■ INSTRUCTION 1 ■
Sum up the interview with Kevin Puts in two sentences.
■ INSTRUCTION 2 ■
In the interview with Kevin Puts, rewrite the paragraph beginning "No, it's not. There've been so many reactions to it" more briefly, keeping its main facts and Puts's first-person voice.
■ INSTRUCTION 3 ■
Answer these questions on the interview with Kevin Puts.
(a) Which orchestra performs both symphonies, and who conducts?
(b) About how long did Puts take to write Symphony No. 2?
(c) Where was Puts living and teaching before he left for Rome?

■ PASSAGE GIVEN ■
★ ★ ★

What happens when you juxtapose Ludwig Van Beethoven's Symphony No. 9 in D Minor, an orchestral masterpiece whose sublime grandeur seems impossible to rival, with contemporary composer Kevin Puts's much gentler (albeit not that gentle) Symphony No. 2, a modern orchestral work written in response to the September 11 terrorist attacks?
Audiences will find out tonight, January 27, and tomorrow, January 28, when the Colorado Symphony performs both, conducted by Music Director Designate Brett Mitchell.
Puts, who will attend the symphony's second performance, has long addressed the world's biggest issues in his music. Yet he is still figuring out how to respond, as a composer, to what he describes as the "tragedy" of President Donald Trump's election.
Westword spoke with him on the phone about how he composed Symphony No. 2, the role of the composer in this particular political moment, and what it's like for him to see his symphony sized up next to Beethoven's masterwork.
Westword: How did Symphony No. 2 come together?
Kevin Puts: I had to leave for Rome to spend at year at the American Academy in Rome the day after September 11 — like September 12. It might have been two days after, but I think it was the day after. I was living and teaching in Austin, Texas. As soon as I got to Rome, where I was going to spend a year just working, I had to finish three orchestra pieces within a few months. When I got there, I had to start one of them. September 11 was all I could think about. It was all anyone could think about. It was a pervasive feeling, even in Rome. Of course, I was at the American Academy, so there were Americans everywhere. But I couldn't imagine writing music with anything else as the inspiration or the catalyst or whatever you want to call it. I didn't have any big plan, except one day I started. I think for me, the place that I went to musically and emotionally was sort of like a sanctuary. It was comforting, just for me, to be in those harmonies, with that kind of affect. It was the place I needed to be. As the piece progressed, I realized that it could be loosely divided into halves. The music in the first half...is not patriotic but lyrical in a way, and unsuspecting. I took the same materials and put them through a different lens in the second half. It would change the emotion into the kind of atmosphere that we were currently experiencing. That's how it developed. I wrote it really quickly when I first arrived in Rome.
When you say quickly, what do you mean? How quickly?
Oh, maybe a month or so. Three weeks or a month.
The country was embroiled in patriotism post-9/11, but Symphony No. 2 doesn't strike me as that at all.
No, it's not. There've been so many reactions to it. Of course, people hear [Aaron] Copland in some of the harmonies, and so they have tied it to patriotism. But where it came from is nothing about that. It's about my own response, my own feelings about what had happened and this paradigm shift we were faced with — the kind of shock of it all, and the thought of what the families were going through, and also the awareness that we are, and continue to be — and were at that time — unaware of the feelings of any kind of point of view but our own. I think that's a big problem. I certainly don't think it's going to be improved with the administration that just started.
Has the election impacted your work as a composer?
It very much has. I'm not exactly sure how yet. I think many of us who are creative don't know what our reaction is going to be, what the best place is to be creatively. What can we do? It's maybe an exaggeration to compare it to post-World War II. Of course, everybody had a reaction to World War II. How do you write music after such atrocities? How do you write beautiful music? I don't think we can compare it to that at this point. If you write optimistic music, which I suppose is a good thing, it's hard to feel optimistic. It's so natural to feel hopeless. But do we want to project hopelessness? Do we want to dwell on it? It's a hard thing to figure out.

★ ★ ★

■ INFORMATION SUPPLIED ■

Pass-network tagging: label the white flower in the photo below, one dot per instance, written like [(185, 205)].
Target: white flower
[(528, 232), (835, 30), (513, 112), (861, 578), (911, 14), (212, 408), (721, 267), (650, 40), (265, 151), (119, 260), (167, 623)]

★ ★ ★

■ PROBLEM SOLUTION 1 ■
On January 27 and 28, the Colorado Symphony, conducted by Brett Mitchell, performs Beethoven's Symphony No. 9 together with Kevin Puts's Symphony No. 2, a work written in response to the September 11 attacks. Puts explains that he wrote the piece in Rome in about a month as his own response rather than as a patriotic statement, and he says the election of Donald Trump has deeply affected his work, though he is not yet sure how.

■ PROBLEM SOLUTION 2 ■
No, it isn't patriotic. Because people hear Copland in some of the harmonies, they have tied it to patriotism, but it comes from my own response to what happened: the paradigm shift, the shock, the thought of what the families were going through, and the awareness that we were, and still are, unaware of any point of view but our own. I think that's a big problem, and I don't think the new administration will improve it.

■ PROBLEM SOLUTION 3 ■
(a) The Colorado Symphony performs them, conducted by Music Director Designate Brett Mitchell.
(b) About three weeks to a month.
(c) Austin, Texas.